▸ Exercise goal: Your output is one number, the count of lines in the listing below that hold the word "glass".
[Data shown — start]
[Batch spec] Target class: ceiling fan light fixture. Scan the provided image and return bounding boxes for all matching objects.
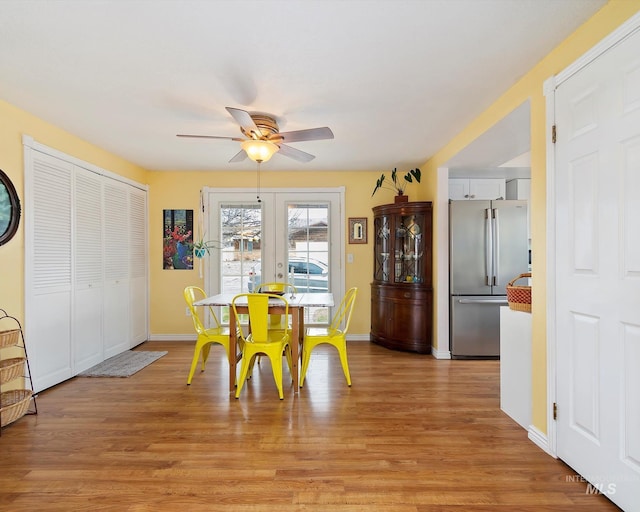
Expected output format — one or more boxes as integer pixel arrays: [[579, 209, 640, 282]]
[[241, 139, 279, 163]]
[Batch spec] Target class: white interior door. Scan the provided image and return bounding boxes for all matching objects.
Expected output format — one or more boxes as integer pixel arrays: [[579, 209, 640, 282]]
[[554, 26, 640, 510]]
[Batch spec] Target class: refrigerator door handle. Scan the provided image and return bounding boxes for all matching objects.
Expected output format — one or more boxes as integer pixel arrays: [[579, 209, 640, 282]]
[[484, 208, 492, 286], [457, 298, 509, 304], [492, 208, 500, 286]]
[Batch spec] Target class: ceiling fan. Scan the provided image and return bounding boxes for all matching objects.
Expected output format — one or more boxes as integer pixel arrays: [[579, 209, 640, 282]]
[[177, 107, 334, 163]]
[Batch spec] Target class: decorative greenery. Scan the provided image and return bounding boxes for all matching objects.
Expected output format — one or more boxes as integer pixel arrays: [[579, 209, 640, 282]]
[[192, 235, 222, 256], [372, 167, 421, 196]]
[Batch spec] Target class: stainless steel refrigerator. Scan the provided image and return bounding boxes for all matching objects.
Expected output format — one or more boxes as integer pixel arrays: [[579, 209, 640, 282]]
[[449, 200, 529, 358]]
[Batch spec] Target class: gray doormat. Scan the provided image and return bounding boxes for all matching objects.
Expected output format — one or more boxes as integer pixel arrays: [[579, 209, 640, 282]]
[[77, 350, 168, 377]]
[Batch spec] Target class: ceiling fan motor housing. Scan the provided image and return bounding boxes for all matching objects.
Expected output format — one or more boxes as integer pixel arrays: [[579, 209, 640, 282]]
[[243, 114, 281, 141]]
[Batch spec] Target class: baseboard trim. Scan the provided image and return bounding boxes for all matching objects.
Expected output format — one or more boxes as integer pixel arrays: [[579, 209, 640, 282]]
[[346, 334, 370, 342], [528, 425, 555, 457], [431, 347, 452, 359], [148, 334, 194, 342]]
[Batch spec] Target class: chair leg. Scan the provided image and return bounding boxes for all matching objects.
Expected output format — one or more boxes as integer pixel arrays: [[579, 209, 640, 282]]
[[187, 343, 204, 385], [201, 343, 212, 370], [269, 351, 285, 400], [284, 344, 293, 376], [299, 344, 312, 388], [337, 344, 352, 386], [235, 352, 255, 398]]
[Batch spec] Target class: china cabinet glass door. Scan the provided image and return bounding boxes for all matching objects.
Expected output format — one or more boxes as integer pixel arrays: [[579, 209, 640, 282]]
[[374, 215, 390, 282]]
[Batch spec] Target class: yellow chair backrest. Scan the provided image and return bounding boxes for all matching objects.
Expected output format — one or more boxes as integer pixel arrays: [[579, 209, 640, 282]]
[[256, 282, 296, 327], [184, 286, 221, 335], [256, 282, 297, 293], [232, 293, 289, 343], [329, 287, 358, 335]]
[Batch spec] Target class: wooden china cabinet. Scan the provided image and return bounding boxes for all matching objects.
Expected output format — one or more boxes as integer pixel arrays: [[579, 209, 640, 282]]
[[370, 201, 433, 354]]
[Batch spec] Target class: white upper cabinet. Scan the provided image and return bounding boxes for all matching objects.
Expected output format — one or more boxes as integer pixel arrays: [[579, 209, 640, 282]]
[[505, 178, 531, 200], [506, 178, 531, 241], [449, 178, 506, 200]]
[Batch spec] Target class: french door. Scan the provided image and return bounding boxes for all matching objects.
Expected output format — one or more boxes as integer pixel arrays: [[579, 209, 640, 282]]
[[204, 188, 344, 325]]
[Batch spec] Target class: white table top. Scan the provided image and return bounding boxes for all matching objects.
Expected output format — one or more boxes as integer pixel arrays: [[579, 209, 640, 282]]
[[194, 292, 334, 308]]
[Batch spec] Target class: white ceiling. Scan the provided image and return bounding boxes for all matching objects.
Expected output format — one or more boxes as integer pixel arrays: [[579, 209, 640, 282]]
[[447, 99, 531, 177], [0, 0, 606, 173]]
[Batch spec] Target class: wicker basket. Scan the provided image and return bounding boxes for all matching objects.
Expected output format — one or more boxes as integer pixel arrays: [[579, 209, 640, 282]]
[[0, 357, 25, 385], [1, 389, 33, 427], [0, 329, 20, 349], [506, 273, 532, 313]]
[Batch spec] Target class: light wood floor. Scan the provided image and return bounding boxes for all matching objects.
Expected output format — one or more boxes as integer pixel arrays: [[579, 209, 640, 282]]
[[0, 340, 619, 511]]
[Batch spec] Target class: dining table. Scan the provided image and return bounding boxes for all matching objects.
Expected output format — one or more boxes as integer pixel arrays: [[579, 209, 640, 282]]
[[193, 292, 334, 394]]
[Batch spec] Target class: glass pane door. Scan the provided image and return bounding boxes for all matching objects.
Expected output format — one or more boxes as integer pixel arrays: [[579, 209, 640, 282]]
[[206, 188, 343, 326], [219, 203, 261, 295], [286, 203, 330, 324]]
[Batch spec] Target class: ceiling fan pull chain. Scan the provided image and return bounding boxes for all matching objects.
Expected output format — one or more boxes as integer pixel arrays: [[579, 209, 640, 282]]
[[256, 161, 262, 203]]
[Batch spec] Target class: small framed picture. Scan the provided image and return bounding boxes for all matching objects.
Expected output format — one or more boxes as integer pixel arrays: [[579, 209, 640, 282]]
[[348, 217, 367, 244]]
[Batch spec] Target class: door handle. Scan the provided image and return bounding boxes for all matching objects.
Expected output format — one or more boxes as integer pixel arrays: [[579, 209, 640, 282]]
[[492, 208, 499, 286], [484, 208, 492, 286], [457, 298, 508, 305]]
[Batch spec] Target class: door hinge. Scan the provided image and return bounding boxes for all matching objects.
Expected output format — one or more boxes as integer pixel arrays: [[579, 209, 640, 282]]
[[553, 402, 558, 420], [552, 125, 557, 143]]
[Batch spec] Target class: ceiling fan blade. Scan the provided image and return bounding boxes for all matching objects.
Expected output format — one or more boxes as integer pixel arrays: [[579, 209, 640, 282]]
[[177, 134, 244, 141], [229, 150, 247, 163], [277, 144, 315, 163], [276, 126, 334, 143], [225, 107, 259, 135]]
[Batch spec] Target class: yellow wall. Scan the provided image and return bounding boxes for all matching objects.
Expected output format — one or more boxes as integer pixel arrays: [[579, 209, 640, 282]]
[[421, 0, 640, 433], [0, 98, 147, 323], [148, 169, 397, 336], [2, 0, 638, 437], [1, 88, 413, 341]]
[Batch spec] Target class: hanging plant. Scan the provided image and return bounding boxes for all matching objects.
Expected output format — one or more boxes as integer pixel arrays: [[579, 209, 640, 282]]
[[192, 237, 222, 258]]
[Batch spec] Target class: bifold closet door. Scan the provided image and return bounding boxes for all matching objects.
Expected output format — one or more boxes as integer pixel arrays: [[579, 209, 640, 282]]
[[103, 180, 130, 358], [73, 169, 104, 373], [27, 152, 74, 392], [128, 187, 147, 347]]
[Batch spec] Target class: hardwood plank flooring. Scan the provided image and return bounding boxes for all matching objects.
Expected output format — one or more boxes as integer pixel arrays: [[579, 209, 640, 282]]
[[0, 341, 619, 511]]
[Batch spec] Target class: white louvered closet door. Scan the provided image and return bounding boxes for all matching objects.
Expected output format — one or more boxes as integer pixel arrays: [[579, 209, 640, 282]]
[[73, 170, 104, 372], [26, 139, 149, 391], [103, 180, 130, 358], [28, 153, 74, 392], [24, 137, 148, 392], [129, 188, 147, 346]]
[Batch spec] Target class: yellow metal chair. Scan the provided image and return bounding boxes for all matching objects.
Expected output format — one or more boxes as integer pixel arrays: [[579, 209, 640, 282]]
[[256, 282, 297, 329], [232, 293, 293, 400], [256, 282, 297, 294], [300, 287, 358, 387], [184, 286, 235, 385]]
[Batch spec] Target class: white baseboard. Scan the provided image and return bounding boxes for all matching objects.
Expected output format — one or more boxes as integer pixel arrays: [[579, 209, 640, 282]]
[[528, 425, 555, 457], [431, 346, 452, 359], [346, 334, 371, 342], [148, 334, 194, 342]]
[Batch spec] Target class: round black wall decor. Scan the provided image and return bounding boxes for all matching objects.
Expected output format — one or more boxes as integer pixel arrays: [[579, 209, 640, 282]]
[[0, 169, 21, 246]]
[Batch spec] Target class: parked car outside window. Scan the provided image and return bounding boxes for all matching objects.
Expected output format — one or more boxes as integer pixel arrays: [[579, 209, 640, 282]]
[[248, 257, 328, 292]]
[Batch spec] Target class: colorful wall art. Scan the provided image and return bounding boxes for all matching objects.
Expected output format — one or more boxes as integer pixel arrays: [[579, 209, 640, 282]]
[[163, 209, 194, 270]]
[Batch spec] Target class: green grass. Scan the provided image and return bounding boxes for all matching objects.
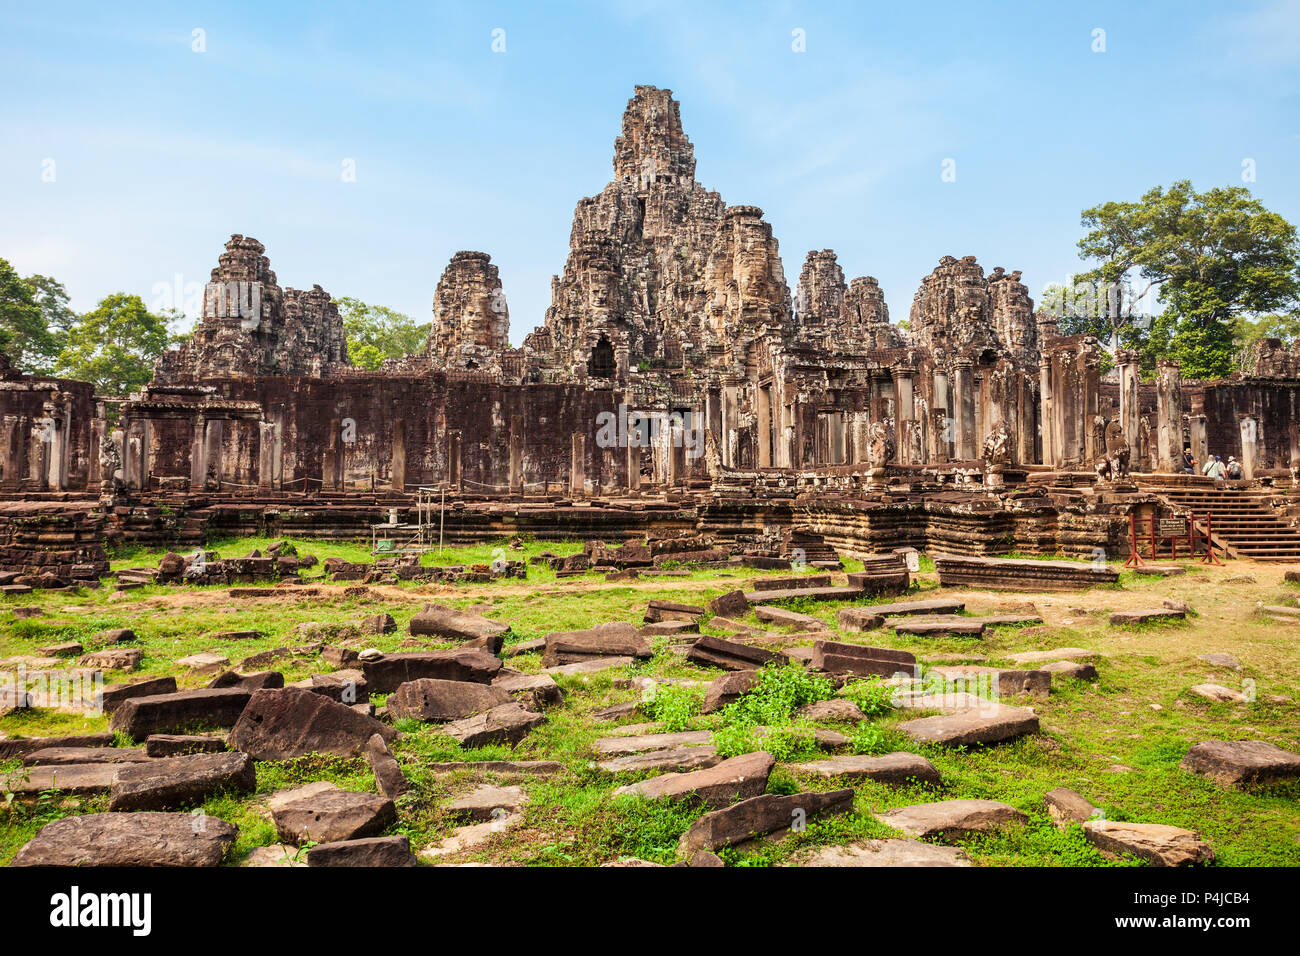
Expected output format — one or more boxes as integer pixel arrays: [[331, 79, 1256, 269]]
[Data shown — finish]
▸ Reply: 2